### Problem description
Working from the records beneath this line, reproduce each one exactly.

### Data listing
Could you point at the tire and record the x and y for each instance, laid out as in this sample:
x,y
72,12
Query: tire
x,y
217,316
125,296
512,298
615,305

### Output for this exercise
Could you point at the tire and record the x and y for each instance, laid out as in this sample:
x,y
72,12
Query: tire
x,y
217,316
125,296
512,298
615,305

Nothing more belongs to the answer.